(Pointing dataset records)
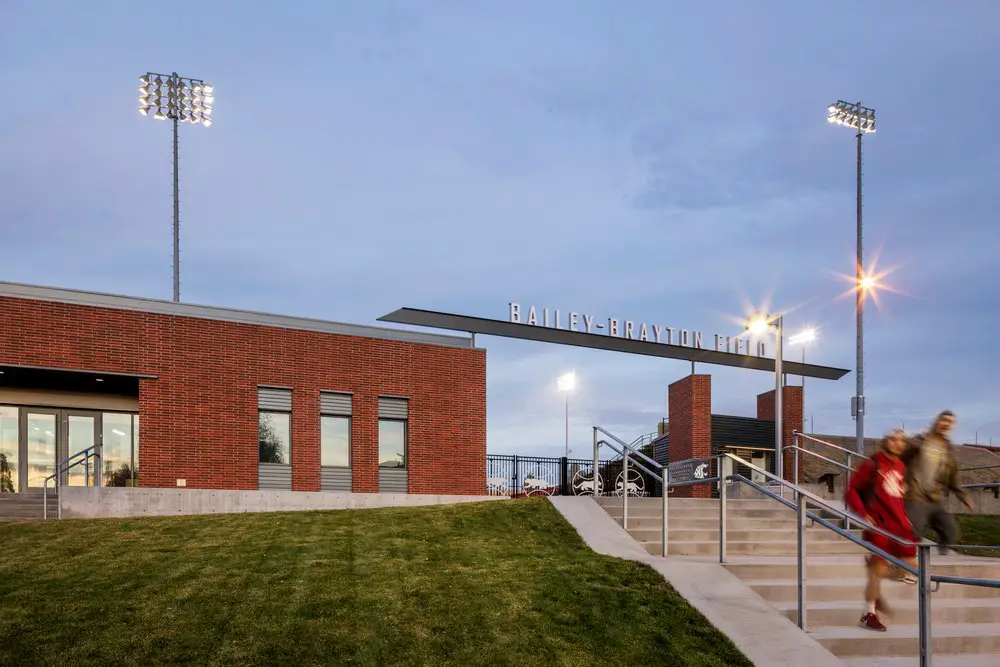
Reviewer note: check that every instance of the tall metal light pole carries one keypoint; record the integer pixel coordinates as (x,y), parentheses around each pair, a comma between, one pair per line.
(861,118)
(566,384)
(182,100)
(759,324)
(803,338)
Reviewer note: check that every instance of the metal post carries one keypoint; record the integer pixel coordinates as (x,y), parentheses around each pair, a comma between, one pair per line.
(924,602)
(597,491)
(567,424)
(779,457)
(666,481)
(859,400)
(625,490)
(177,215)
(722,515)
(802,560)
(795,459)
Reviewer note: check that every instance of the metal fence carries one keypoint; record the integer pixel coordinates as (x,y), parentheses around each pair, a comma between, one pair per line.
(517,476)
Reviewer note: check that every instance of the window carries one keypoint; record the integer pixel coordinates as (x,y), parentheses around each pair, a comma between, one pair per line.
(391,443)
(335,429)
(8,449)
(118,431)
(274,437)
(335,441)
(274,425)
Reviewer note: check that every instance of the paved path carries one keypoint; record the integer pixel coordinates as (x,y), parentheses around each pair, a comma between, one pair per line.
(764,635)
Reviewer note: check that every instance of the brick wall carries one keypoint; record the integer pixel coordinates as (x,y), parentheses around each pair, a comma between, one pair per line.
(791,418)
(690,408)
(198,419)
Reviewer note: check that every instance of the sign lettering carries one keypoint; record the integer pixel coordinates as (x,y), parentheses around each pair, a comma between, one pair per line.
(631,330)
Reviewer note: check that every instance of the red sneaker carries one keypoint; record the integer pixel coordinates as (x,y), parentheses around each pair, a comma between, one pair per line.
(870,621)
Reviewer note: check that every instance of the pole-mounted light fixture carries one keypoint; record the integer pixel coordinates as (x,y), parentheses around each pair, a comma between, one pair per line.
(181,100)
(758,324)
(862,119)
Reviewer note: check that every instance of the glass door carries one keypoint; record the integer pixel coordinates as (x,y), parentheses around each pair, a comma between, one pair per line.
(38,433)
(79,433)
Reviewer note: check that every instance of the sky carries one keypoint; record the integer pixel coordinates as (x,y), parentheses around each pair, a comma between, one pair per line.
(650,160)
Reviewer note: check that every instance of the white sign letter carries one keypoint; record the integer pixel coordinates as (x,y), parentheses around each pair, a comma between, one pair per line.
(515,312)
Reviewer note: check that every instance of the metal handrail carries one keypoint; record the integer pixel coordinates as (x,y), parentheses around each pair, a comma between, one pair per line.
(62,468)
(803,497)
(796,449)
(624,451)
(621,442)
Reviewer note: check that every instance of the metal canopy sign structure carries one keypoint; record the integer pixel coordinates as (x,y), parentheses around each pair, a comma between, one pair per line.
(620,336)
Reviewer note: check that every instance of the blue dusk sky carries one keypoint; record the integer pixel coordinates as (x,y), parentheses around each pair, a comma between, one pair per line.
(665,162)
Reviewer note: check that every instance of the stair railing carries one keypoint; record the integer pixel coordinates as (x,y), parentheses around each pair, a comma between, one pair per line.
(626,451)
(796,448)
(64,467)
(802,498)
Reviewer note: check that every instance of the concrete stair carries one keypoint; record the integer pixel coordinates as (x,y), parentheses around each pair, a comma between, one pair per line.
(761,551)
(27,506)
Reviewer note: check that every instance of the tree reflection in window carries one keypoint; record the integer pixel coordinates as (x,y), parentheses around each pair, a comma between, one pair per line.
(273,437)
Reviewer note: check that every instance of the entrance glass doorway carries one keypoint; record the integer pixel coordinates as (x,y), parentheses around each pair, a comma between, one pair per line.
(33,440)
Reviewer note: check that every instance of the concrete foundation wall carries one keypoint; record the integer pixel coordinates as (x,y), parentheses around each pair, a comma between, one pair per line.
(95,502)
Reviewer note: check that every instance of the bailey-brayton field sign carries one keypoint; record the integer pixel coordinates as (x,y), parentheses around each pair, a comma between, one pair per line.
(630,330)
(578,329)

* AIM OF THE EXERCISE
Update the whole listing above so that each "Reviewer note" reads "Annotator note", with every other line kept unchanged. Leave the pictures out of your version.

* SOLVED PROBLEM
Annotator note: check that every instance of the tall metal light pole carries one keypoint; record the integer pixel coordinates as (x,y), parentheses around each pair, a comma between, one pair per line.
(861,118)
(566,384)
(182,100)
(759,324)
(803,338)
Annotator note: check that every instance of the metal post carries one keypoint; record the integer pixel coordinates as (x,y), parentheses around each pair, a comma between, one pair per line.
(924,602)
(597,491)
(567,424)
(779,457)
(666,481)
(859,400)
(625,490)
(177,215)
(722,515)
(802,560)
(795,459)
Annotator note: check that every instance of the metal fence carries one keypoint; record the integer pixel coordinates as (x,y), parentheses around each pair, a comma between, one pair per line.
(517,476)
Annotator note: check that every instance of the window carries one keypoint; record the integer pixel coordinates as (x,y), parentheses around each pair, a comma between, one pair per line.
(391,443)
(335,429)
(8,449)
(118,431)
(274,437)
(335,441)
(274,425)
Annotator note: check that every instance of the paved path carries one keypoint; record the integer pixel coordinates as (x,y), parentheses around each pair, a comma between, one pair per line.
(764,635)
Annotator note: check that every instance of the brick wall carries one keypoint; record the integer pixel coordinates as (x,y), parentheses around each pair, a comma between, one pair per line.
(791,418)
(690,408)
(198,419)
Annotator note: check that every instance of the sign lettering carries one keypoint; record the integer pixel coordinates as (x,y), parentheses around each pair, a comma between, one pair per line.
(631,330)
Annotator note: check that every instance of the red sneaker carries one keypoint; record the integer pixel coordinates as (x,y), parentheses around each pair, a comma between, one pair per line.
(870,621)
Annotator note: check that every instance of the pole-mounted light fixture carries one keypoint; record the integer pixel coordinates as (x,y), parentheses around each pair, a comma between, one pair per line.
(181,100)
(758,324)
(862,119)
Annotator note: check that every instance of the glass door carries one keypoint; record the integer pixel coordinates as (x,y), parentheses around each pair, a comma between, one pair per line.
(38,433)
(79,433)
Annotator note: check that every instance of the sky carries one keypoint; record the integer pixel coordinates as (x,y), parentheses around each pair, a comma between, one pair per line.
(650,160)
Annotator note: check that every instance of the white sign letter carries one keypoint; record the integer pixel coordinates as (x,y), parentheses around each pair, a comma between, one pair per line.
(515,312)
Annotator note: check that every instance of the metal handrail carries one keypoint; record the integer pixel coordinates as (x,y), parentheses around each pair, a comma between, one pair per line.
(62,468)
(803,497)
(796,449)
(624,451)
(621,442)
Annotator note: check that every instance of the metal canopy sign structure carries one keypoint; record the integer pixel coordinates as (x,y), parentheses around each pair, a comma between, one pair per line.
(620,336)
Annotator note: check that every instance of the blue dusk sky carries one keypoint; record the integer pixel coordinates as (x,y), parentheses around each pair, a comma between, one pair per line.
(665,162)
Annotator note: check that every instance of the stair railing carries one keypoint; record the integer pixel coordinates as (x,y), parentheses around each pair, a comma between, one pair per line.
(626,451)
(796,448)
(64,467)
(802,498)
Annotator note: check that every instance of the concrete stair carries one keypoint; record the integer pixel coordinates as (x,y), parentheses around each pair, a comma between, one pair per line.
(761,551)
(27,506)
Annotator note: check that every instance of the tree reflection in window carries one keypoint; record the integer pixel coordinates as (x,y), parentheses around each pair, a comma between, one pair per line.
(273,437)
Annotator note: check that every instance of the entrance glass doorway carries one keypoint; record the integer pixel coordinates as (x,y), parentheses around each pair, a comma between, one pair per line.
(33,440)
Annotator note: check that every instance of the concrete foundation wall carries one keypoint; record the integer pixel coordinates as (x,y), parentheses around each pair, a comma between, one pair per line.
(95,502)
Annotator note: check that every instance of the bailey-brayton field sign carries one keypoint; record the integer pixel coordinates as (x,y), parentheses around each pair, a comma between, one pair per line.
(630,330)
(578,329)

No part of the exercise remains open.